(THE RECORDS):
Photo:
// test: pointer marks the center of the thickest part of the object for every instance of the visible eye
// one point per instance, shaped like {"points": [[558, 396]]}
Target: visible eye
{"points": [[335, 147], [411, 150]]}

--

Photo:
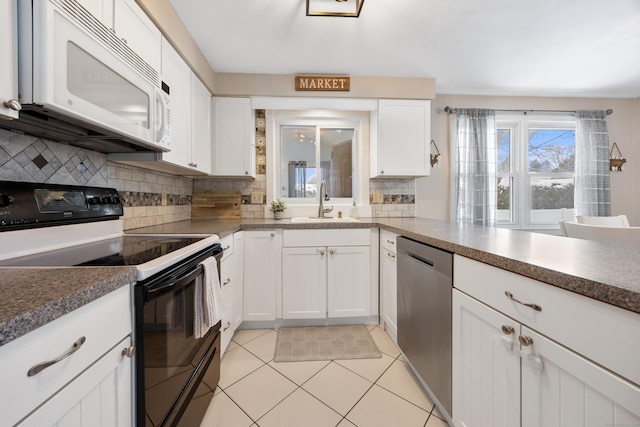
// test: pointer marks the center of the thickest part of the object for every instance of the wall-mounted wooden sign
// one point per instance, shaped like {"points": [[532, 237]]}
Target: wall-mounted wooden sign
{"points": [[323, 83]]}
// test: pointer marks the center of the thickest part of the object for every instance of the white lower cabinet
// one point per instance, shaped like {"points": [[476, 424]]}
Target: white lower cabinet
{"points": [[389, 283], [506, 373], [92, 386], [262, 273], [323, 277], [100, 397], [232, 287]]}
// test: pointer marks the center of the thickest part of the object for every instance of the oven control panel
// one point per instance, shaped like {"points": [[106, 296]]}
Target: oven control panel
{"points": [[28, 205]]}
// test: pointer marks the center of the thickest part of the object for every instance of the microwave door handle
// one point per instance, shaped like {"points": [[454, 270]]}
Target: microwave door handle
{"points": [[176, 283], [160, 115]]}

--

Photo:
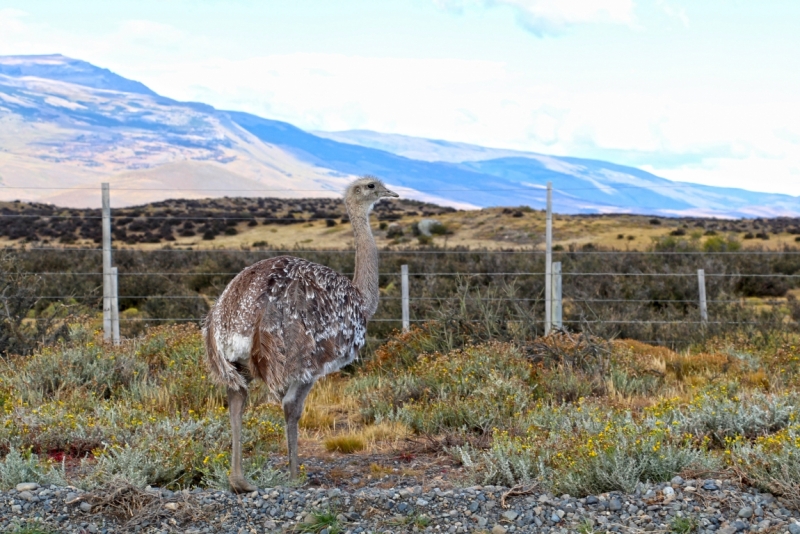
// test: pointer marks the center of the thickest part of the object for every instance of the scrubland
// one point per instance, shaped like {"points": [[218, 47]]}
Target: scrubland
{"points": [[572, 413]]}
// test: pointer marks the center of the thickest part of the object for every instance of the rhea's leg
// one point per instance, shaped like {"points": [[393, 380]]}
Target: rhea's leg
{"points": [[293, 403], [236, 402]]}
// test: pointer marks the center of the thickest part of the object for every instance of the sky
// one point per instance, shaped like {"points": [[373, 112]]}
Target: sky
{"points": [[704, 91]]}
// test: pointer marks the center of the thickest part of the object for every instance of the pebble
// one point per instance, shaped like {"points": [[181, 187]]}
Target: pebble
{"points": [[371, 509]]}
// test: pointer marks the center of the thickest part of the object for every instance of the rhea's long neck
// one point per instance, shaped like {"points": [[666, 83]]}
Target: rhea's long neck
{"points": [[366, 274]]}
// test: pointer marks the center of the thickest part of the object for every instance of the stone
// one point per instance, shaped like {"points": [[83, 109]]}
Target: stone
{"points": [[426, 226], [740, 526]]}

(REQUIREMENTS): Pull out the data from the line with "the white lower cabinet" up to and including the line with "Target: white lower cabinet", and copy those lines word for word.

(THE SOLUTION):
// test: pointer marks the center of the thickest part of the object for every instance of the white lower cabinet
// one point per instance, shaped like {"points": [[476, 424]]}
Target: white lower cabinet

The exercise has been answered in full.